### Task A
Reproduce the section of the power series derivation below that runs from "We want to use" to "of \((x-x_0)\) when \(|x-x_0|<\rho\).", keeping the wording unchanged.

+ + + +

The above ODE is a variable separation equation. So change the form and integrate on \([x_0,x]\)

\[ \frac{-b}{n+1}\left(1-\frac{u-u_0}{b}\right)^{n+1} +\frac{b}{n+1}= -aM\ln\left(1-\frac{x-x_0}{a}\right) \]

get \(u\) out:

\[ u = u_0 + b- b\left[\frac{aM(n+1)}{b} \ln\left(1-\frac{x-x_0}{a}\right) + 1\right]^{\frac{1}{n+1}} \]

That is,

\[ y_i(x) = y_{i0} + b- b\left[\frac{aM(n+1)}{b} \ln\left(1-\frac{x-x_0}{a}\right) + 1\right]^{\frac{1}{n+1}}, \quad \forall i=1,2\cdots,n \]

We want to use this form to get a power series. See that \(\ln{\left(1-\frac{x-x_0}{a}\right)}\) can be represented by power series of \((x-x_0)\) once \(|x-x_0|<a\). And also \((1+s)^{\frac{1}{n+1}}\) can be represented by power series of \(s\) when \(|s|<1\). So by combine the above two, we know \(y_i(x)\) can be represented by \((x-x_0)\) once \(|x-x_0|<a\). To be more specific, We have to let the radius of converence to satisfy

\[ \begin{cases} \displaystyle 1-\frac{\rho}{a} \geq 0 \\ \displaystyle \frac{aM(n+1)}{b}\ln\left(1-\frac{\rho}{a}\right)\leq 1 \end{cases} \Rightarrow \begin{cases} \rho\leq a \\ \rho\leq a\{1-e^{b/[(n+1)aM]}\} \end{cases} \]

choose

\[ \rho=a\{1-e^{b/[(n+1)aM]}\} \]

So solution of the above ODE

\[ \pmb{y}(x)=(y_1(x),y_2(x),\cdots, y_n(x)) \]

can be represented by power series of \((x-x_0)\) when \(|x-x_0|<\rho\).

+ + + +

### Task B
Pick out all lines of the listing that contain the string "every", and copy them.

### Given entries
+ + + +

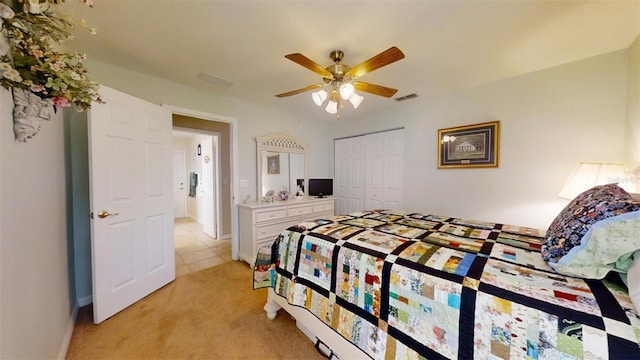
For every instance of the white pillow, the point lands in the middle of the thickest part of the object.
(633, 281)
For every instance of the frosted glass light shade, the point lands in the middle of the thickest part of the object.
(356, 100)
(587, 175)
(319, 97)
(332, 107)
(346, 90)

+ + + +

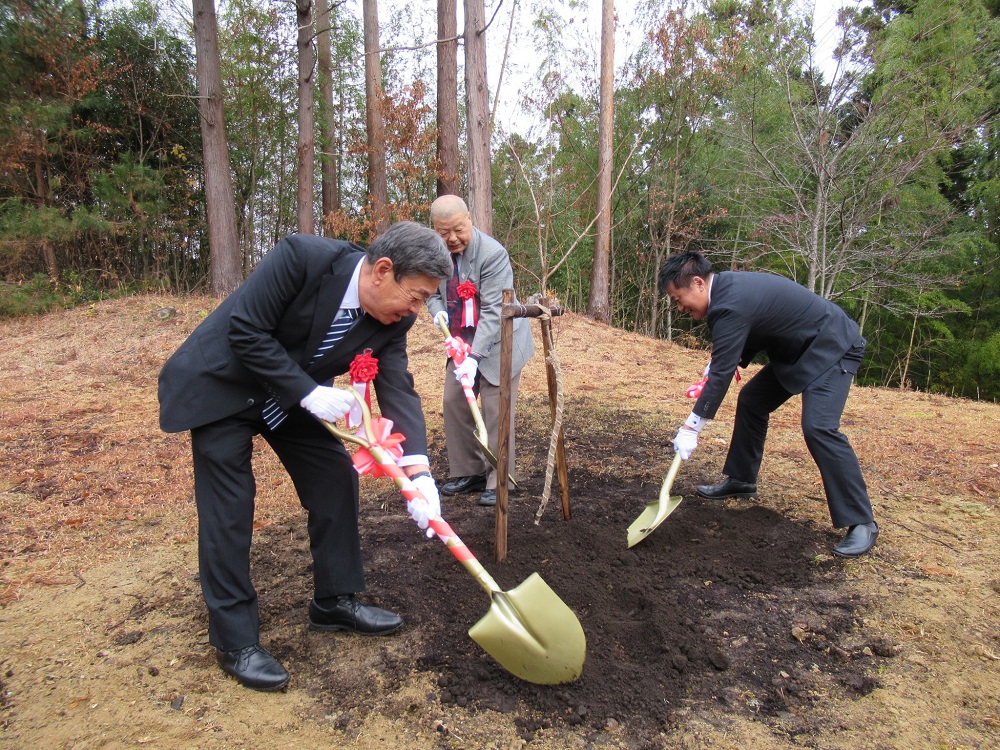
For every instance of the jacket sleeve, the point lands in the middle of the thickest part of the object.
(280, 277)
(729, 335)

+ + + +

### Response A
We want to use this form to get a power series. See that \(\ln{\left(1-\frac{x-x_0}{a}\right)}\) can be represented by power series of \((x-x_0)\) once \(|x-x_0|<a\). And also \((1+s)^{\frac{1}{n+1}}\) can be represented by power series of \(s\) when \(|s|<1\). So by combine the above two, we know \(y_i(x)\) can be represented by \((x-x_0)\) once \(|x-x_0|<a\). To be more specific, We have to let the radius of converence to satisfy

\[ \begin{cases} \displaystyle 1-\frac{\rho}{a} \geq 0 \\ \displaystyle \frac{aM(n+1)}{b}\ln\left(1-\frac{\rho}{a}\right)\leq 1 \end{cases} \Rightarrow \begin{cases} \rho\leq a \\ \rho\leq a\{1-e^{b/[(n+1)aM]}\} \end{cases} \]

choose

\[ \rho=a\{1-e^{b/[(n+1)aM]}\} \]

So solution of the above ODE

\[ \pmb{y}(x)=(y_1(x),y_2(x),\cdots, y_n(x)) \]

can be represented by power series of \((x-x_0)\) when \(|x-x_0|<\rho\).

### Response B
For every instance of the white pillow, the point lands in the middle of the thickest part of the object.
For every instance of the frosted glass light shade, the point lands in the middle of the thickest part of the object.
For every instance of the jacket sleeve, the point lands in the middle of the thickest part of the object.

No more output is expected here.